CHALLENGES:
**A.** In the MSC Chitra thread, rewrite the passage from "Nasty mess off" up to and including "same on Google.", swapping "Mumbai" for "Bombay".
**B.** Answer these questions from the MSC Chitra thread:
(i) Off which city did the collision take place?
(ii) According to LEEJ, as what kind of ship is the vessel reported?
(iii) Which rule number does John Cassels say is the right one?
**C.** List each distinct user who posted in the MSC Chitra thread.

TEXT SEGMENT:
● ● ● ● ● ● ●

# MSC Chitra



## duquesa (Aug 31, 2006)

Nasty mess off Mumbai following this collision. Looks like the end of MSC Chitra. I have been seeking permission to post some pics. but have just seen the same on Google.


----------



## nesloone (Aug 3, 2010)

When something in shipping goes wrong then it goes really wrong.....this seems to get a costy and time consumping salvage plus ofcourse the port is blocked fully !


----------



## duquesa (Aug 31, 2006)

Looks like the marine life will suffer as some "nasties" adrift!(Sad)


----------



## LEEJ (Mar 25, 2006)

As usual the ship is reported as a tanker!


----------



## Billieboy (May 18, 2009)

How many MSC box boats have had collisions in the last for years? Perhaps rule 14 should be implanted with a large hammer!(or was that rule 16?)


----------



## John Cassels (Sep 29, 2005)

Billieboy said:


> How many MSC box boats have had collisions in the last for years? Perhaps rule 14 should be implanted with a large hammer!(or was that rule 16?)


Bill , it's actually rule 19 ;

" When two power driven vessels are crossing so as to involve risk of
collision , the one which is not a MSC container vessel is strongly
advised to keep well clear of her ".

● ● ● ● ● ● ●

STORED DATA:
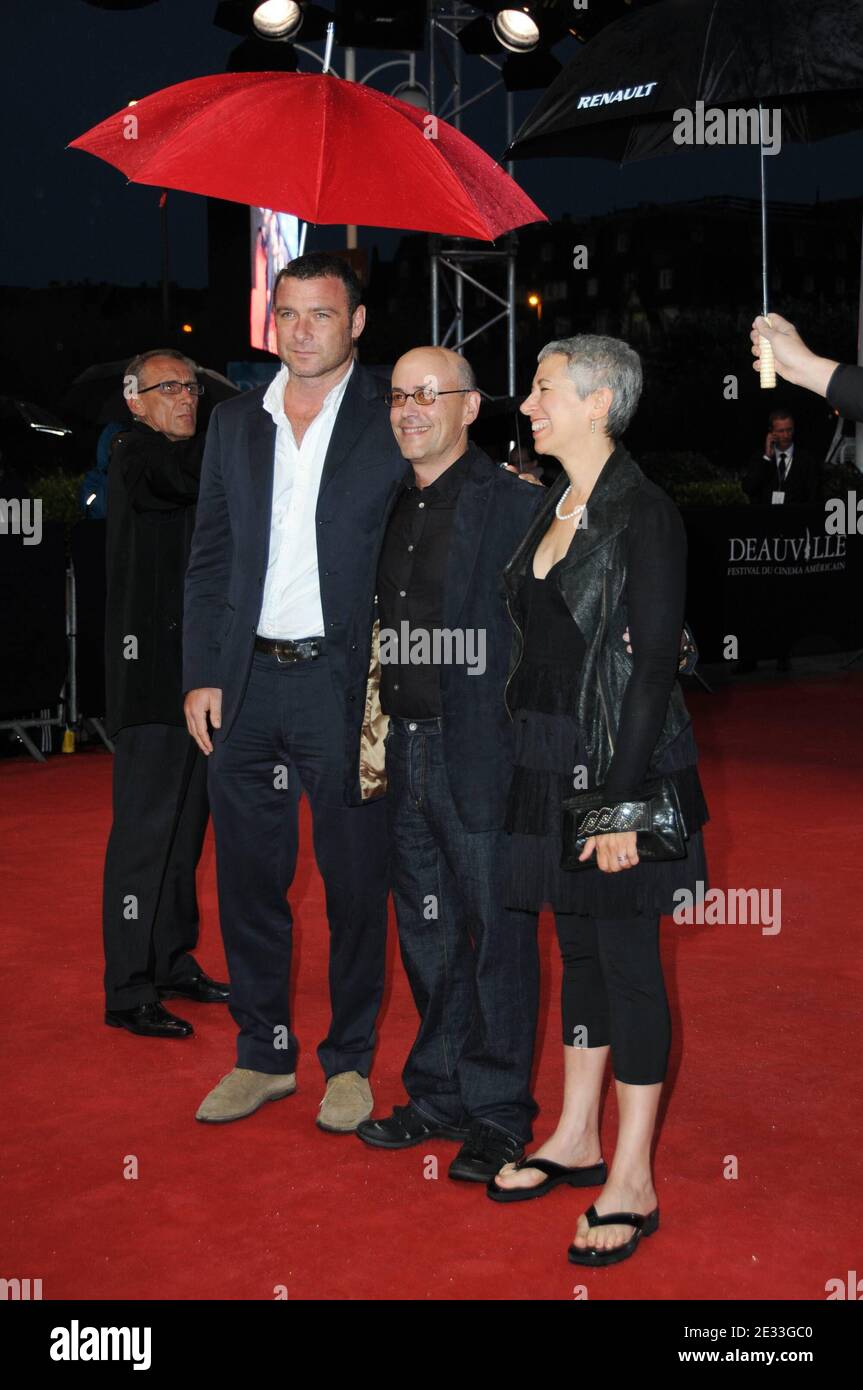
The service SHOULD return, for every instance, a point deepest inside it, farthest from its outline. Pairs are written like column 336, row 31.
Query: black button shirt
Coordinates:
column 410, row 587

● ● ● ● ● ● ●

EXERCISE RESULTS:
**A.**
Nasty mess off Bombay following this collision. Looks like the end of MSC Chitra. I have been seeking permission to post some pics. but have just seen the same on Google.

**B.**
(i) Mumbai
(ii) A tanker
(iii) Rule 19

**C.**
duquesa
nesloone
LEEJ
Billieboy
John Cassels